Starting with the first line and ending with the last, transcribe the data exactly.
# # # #
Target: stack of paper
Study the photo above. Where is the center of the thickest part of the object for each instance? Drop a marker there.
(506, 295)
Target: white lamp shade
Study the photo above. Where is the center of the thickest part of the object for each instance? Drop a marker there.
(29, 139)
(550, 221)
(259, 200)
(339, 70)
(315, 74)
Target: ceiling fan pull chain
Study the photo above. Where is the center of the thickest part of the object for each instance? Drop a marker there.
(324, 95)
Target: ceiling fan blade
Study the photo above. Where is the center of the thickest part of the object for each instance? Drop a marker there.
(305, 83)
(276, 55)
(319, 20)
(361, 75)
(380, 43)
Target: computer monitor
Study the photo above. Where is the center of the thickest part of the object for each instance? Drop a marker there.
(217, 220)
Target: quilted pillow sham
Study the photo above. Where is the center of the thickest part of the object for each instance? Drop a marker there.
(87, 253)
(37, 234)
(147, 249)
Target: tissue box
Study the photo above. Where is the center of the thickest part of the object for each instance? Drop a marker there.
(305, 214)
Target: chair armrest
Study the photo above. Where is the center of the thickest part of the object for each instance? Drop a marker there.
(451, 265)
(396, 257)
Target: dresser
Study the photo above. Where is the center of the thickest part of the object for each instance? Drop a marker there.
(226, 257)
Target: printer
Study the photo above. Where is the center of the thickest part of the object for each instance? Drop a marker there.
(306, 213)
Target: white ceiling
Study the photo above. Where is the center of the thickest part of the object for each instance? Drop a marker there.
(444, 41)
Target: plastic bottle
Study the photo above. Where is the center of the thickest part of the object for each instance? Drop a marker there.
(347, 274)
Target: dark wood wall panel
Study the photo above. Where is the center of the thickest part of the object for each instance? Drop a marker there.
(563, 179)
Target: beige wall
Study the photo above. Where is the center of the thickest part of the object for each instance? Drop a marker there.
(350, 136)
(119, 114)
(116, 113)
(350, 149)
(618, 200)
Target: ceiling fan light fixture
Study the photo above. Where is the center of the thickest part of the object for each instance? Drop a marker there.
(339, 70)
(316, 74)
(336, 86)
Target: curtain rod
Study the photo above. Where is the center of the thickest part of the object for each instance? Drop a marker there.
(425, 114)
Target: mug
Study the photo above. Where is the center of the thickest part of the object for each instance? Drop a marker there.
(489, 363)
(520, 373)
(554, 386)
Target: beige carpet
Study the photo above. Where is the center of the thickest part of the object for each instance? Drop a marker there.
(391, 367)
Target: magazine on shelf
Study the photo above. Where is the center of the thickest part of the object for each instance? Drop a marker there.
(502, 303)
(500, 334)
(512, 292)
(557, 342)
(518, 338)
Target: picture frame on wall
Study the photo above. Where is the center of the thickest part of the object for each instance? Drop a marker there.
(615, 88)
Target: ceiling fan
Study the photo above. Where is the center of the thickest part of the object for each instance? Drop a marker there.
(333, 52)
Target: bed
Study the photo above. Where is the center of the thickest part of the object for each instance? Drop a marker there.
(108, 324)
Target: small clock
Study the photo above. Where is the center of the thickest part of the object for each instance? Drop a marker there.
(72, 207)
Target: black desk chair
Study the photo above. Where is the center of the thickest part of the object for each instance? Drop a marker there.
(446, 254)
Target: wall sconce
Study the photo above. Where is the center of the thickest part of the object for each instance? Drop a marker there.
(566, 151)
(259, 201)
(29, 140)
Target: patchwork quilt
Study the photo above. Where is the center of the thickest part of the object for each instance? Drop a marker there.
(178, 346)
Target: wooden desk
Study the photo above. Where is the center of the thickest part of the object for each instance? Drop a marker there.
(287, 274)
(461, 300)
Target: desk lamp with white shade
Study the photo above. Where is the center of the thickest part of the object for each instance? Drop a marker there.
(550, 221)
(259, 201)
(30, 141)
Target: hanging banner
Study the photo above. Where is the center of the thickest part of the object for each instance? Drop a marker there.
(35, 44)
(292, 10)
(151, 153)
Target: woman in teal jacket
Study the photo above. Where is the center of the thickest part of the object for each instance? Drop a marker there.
# # # #
> _Exercise output_:
Target: stack of paper
Study the photo above. Where is the center of the thickest part of the object for each instance? Drop a marker there.
(506, 295)
Target: white lamp shade
Study the photo above. Where is the center of the thickest part of the object for each instance? Drop a marker there.
(29, 139)
(550, 221)
(259, 200)
(339, 70)
(315, 74)
Target: ceiling fan pull chain
Study the photo above. Where is the center of the thickest part of the object for each instance? Drop a marker there.
(324, 95)
Target: ceiling fan blade
Study the photo above. Where is the center of the thickest part of the object for each instance? Drop a marker there.
(305, 83)
(276, 55)
(319, 20)
(361, 75)
(380, 43)
Target: computer monitor
Study the photo above. Where is the center of the thickest part of the object for each instance? Drop a marker there.
(217, 220)
Target: quilted pillow sham
Study the photo above. Where is the center of the thickest part of the object for each instance? Drop a marker there.
(87, 253)
(37, 234)
(147, 249)
Target: tissue box
Study the photo above. Where is the center of the thickest part of the object for each instance? Drop a marker there.
(305, 214)
Target: chair armrest
Study the photo above. Where is the center of the thickest part of the object for each instance? Drop a marker there.
(451, 265)
(396, 257)
Target: dresser
Study the photo above. Where is the center of the thickest part of the object for each instance? Drop a marker there.
(226, 257)
Target: printer
Study the photo above. Where is the center of the thickest part of the object for each instance? Drop a marker there.
(306, 213)
Target: white ceiling
Study the photo above. Where is the center of the thickest part of the object for each instance? Drop a marker there.
(444, 41)
Target: plastic bottle
Study the photo above. Where is the center of the thickest part of the object for each instance? Drop a marker there.
(347, 274)
Target: dark wood wall panel
Study the photo above. Where is the center of the thickest part of the object for each instance? Drop a marker there.
(563, 179)
Target: beige wall
Study the photo above. Where is the center of the thickest part of the object for each instance? Drop a marker there.
(350, 136)
(119, 114)
(116, 113)
(350, 149)
(618, 200)
Target: ceiling fan light fixture
Study the photo above. Where is the center of the thickest part of the object for each instance? Drop a marker there.
(339, 70)
(316, 74)
(336, 86)
Target: curtain rod
Study the photo above. Where is the center of the thickest part of the object for each instance? Drop a marker there.
(425, 114)
Target: mug
Study the photo above. Where is the center of the thickest part of the object for each instance? Drop a marker there.
(489, 363)
(520, 373)
(554, 386)
Target: beige carpet
Study the photo above. Where is the center of the thickest part of the object for each instance? Drop a marker there.
(391, 367)
Target: magazine on shelf
Study the photo above. Where is the center of the thickest part of the object for each instance? Drop a marker there.
(502, 303)
(500, 334)
(512, 292)
(557, 342)
(518, 338)
Target: picture frame on wall
Study the photo above. Where is the center of the thickest part of the object for each instance? Drop a marker there.
(615, 88)
Target: ceiling fan
Study the photo above. Where is the center of the thickest part of the object for each instance? Drop a marker there.
(333, 52)
Target: bed
Study the photo above. Where is the center of the thickest part of the object for each instance? Drop a marker there.
(108, 324)
Target: small clock
Study the photo above. Where is the center of the thickest part of the object for each instance? Drop a marker there.
(72, 207)
Target: black desk chair
Study the photo above. Where is the center of the thickest part of the object for each instance? Drop a marker there.
(446, 254)
Target: wall sconce
Study the photo above. Where is the center of the thickest part of the object for each instance? Drop a marker there.
(566, 151)
(259, 201)
(29, 140)
Target: patchwork quilt
Study the photo above. Where is the center of the thickest part of the object for each instance? Drop a marker there.
(178, 346)
Target: wooden desk
Study the photo above. Where is the center of the thickest part of the object for each instance? Drop a marker there.
(287, 274)
(461, 300)
Target: desk lamp with white shade
Study the photo above. Where is the center of the thickest part of the object for each instance? Drop a marker there.
(550, 221)
(259, 201)
(30, 141)
Target: hanging banner
Study the photo above. Where is the center of the thickest part of the object for each instance? Drop a marker there.
(35, 44)
(292, 10)
(151, 153)
Target: woman in teal jacket
Study the photo above. Where is the center of the thickest part of the object for each instance? Drop a marker there.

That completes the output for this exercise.